## [The task]
Extract the passage of the blog post about wedding preparations during chemo that starts with "Tuesday, May 21, 2019" and goes on through "keep things rolling.", copying it word for word.

## [Selected text]
______________________________
Tuesday, May 21, 2019

Love, Chemo, Life........

April 8, 2019...….Watching 2 young kids in love and seeing them work together towards a life together is beautifully sweet, entailed with a lot of chaos and details and schedules and decisions. This week was spent doing wedding food prep and reception details. I helped where I could and kept up with meals and more Dr. appointments. Was thankful all over again for a tribe that was ready and waiting to give me a hand with getting a jumpstart on Rehearsal meal allowing the bride and her family to focus on other details. I would start the day ready to tear into all kinds of stuff and would soon find myself staying upright and mobile but with little energy and motivation, so tried to just be ok with doing what I could, being quietly supportive, and thankful for all the extra hands of family and friends to keep things rolling.
______________________________
## [Dataset excerpts]
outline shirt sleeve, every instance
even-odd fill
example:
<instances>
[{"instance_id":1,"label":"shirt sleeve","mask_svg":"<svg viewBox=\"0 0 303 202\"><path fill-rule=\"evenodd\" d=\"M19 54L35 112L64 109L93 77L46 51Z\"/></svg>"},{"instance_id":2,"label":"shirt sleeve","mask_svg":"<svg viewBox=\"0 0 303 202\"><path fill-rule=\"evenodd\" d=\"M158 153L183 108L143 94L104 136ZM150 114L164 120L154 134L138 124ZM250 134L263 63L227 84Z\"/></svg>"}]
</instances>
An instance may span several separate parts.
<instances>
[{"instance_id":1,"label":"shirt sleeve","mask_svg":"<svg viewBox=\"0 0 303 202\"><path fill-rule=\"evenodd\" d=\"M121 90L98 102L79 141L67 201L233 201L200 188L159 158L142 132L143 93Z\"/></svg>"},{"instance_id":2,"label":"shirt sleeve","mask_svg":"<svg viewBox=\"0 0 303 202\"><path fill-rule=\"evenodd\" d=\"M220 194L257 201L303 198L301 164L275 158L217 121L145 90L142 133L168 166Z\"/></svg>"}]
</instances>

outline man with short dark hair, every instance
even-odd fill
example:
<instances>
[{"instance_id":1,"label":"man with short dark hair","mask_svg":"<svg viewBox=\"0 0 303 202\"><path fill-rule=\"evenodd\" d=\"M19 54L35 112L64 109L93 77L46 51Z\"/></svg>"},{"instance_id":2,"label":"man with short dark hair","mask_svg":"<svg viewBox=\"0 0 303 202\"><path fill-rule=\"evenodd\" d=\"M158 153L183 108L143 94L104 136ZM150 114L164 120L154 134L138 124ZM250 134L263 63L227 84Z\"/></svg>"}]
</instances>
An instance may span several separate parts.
______________________________
## [Response box]
Tuesday, May 21, 2019

Love, Chemo, Life........

April 8, 2019...….Watching 2 young kids in love and seeing them work together towards a life together is beautifully sweet, entailed with a lot of chaos and details and schedules and decisions. This week was spent doing wedding food prep and reception details. I helped where I could and kept up with meals and more Dr. appointments. Was thankful all over again for a tribe that was ready and waiting to give me a hand with getting a jumpstart on Rehearsal meal allowing the bride and her family to focus on other details. I would start the day ready to tear into all kinds of stuff and would soon find myself staying upright and mobile but with little energy and motivation, so tried to just be ok with doing what I could, being quietly supportive, and thankful for all the extra hands of family and friends to keep things rolling.